> _Input for this task_
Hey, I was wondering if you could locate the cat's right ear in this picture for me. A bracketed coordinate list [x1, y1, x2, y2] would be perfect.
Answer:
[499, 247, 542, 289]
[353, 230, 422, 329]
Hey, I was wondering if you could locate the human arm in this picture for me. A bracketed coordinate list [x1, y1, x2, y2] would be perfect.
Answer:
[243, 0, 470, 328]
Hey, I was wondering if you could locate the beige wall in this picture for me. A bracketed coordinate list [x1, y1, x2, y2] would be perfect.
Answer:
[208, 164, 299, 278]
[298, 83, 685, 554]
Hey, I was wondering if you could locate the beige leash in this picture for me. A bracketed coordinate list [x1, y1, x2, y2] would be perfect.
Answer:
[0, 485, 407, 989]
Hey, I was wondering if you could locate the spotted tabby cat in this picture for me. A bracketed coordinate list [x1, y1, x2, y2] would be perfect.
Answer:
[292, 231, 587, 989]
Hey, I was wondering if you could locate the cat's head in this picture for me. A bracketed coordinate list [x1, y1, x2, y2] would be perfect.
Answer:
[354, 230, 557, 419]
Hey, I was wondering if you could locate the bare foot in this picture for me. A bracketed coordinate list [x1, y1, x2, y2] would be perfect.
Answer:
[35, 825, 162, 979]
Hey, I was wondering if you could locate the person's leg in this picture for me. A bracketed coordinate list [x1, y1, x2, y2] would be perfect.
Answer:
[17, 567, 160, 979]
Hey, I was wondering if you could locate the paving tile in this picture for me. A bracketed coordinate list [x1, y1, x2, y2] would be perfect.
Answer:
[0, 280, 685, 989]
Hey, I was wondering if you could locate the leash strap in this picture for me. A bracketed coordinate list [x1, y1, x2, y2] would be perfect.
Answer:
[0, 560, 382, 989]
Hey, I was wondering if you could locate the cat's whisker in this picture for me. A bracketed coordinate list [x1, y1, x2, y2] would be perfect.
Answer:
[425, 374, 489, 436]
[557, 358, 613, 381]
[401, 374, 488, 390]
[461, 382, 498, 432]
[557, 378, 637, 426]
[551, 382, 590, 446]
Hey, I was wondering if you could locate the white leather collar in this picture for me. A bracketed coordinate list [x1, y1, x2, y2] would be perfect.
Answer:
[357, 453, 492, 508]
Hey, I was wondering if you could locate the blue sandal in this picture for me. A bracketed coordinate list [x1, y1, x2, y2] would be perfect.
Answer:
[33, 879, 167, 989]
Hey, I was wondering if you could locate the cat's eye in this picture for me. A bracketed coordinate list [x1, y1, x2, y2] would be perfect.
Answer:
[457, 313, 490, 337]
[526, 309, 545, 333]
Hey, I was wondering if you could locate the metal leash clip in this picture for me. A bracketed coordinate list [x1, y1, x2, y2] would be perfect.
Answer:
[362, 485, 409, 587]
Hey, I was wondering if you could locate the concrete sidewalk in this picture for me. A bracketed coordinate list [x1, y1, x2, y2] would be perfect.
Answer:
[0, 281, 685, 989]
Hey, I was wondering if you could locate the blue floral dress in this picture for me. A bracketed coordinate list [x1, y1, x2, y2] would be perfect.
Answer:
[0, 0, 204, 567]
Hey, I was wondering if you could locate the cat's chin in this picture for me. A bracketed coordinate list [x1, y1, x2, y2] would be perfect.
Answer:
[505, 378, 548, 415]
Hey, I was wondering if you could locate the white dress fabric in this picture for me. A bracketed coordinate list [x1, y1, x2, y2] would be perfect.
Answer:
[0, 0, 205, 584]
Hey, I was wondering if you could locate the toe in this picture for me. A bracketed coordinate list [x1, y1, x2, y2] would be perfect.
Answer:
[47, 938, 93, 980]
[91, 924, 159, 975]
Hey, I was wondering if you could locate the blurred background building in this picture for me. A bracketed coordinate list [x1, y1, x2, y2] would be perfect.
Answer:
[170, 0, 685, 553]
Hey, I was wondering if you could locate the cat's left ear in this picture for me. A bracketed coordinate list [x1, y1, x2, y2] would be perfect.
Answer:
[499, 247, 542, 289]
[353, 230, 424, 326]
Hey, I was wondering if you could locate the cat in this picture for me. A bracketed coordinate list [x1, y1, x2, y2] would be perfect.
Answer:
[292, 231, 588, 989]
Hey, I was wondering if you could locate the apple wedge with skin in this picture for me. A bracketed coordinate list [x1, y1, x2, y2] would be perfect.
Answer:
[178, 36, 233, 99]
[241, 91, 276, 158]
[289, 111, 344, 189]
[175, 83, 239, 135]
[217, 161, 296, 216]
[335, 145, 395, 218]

> _What you will do_
Turn the lines into a Markdown table with columns No. and Line, numbering each one and leaving out blank lines. Begin at the line that has "Hey, I was wondering if you could locate the human" and stop after the line that has "[292, 231, 587, 989]".

> _Exercise output_
| No. | Line |
|---|---|
| 1 | Hey, I was wondering if you could locate the human arm in this picture for me. A bracketed coordinate list [x1, y1, x2, y2] would be perfect. |
| 2 | Answer: |
| 3 | [243, 0, 470, 328] |
| 4 | Hey, I was wondering if you could locate the beige wall in this picture for me. A bracketed coordinate list [x1, y1, x2, y2] would be perfect. |
| 5 | Answer: |
| 6 | [208, 164, 299, 278] |
| 7 | [298, 83, 685, 554] |
| 8 | Hey, I was wondering if you could locate the beige leash in this picture for me. A bracketed coordinate list [x1, y1, x2, y2] would be perfect. |
| 9 | Answer: |
| 10 | [0, 485, 407, 989] |
| 11 | Hey, I was wondering if you could locate the spotted tabby cat in this picture for me. A bracketed coordinate list [x1, y1, x2, y2] would be perfect. |
| 12 | Answer: |
| 13 | [292, 231, 587, 989] |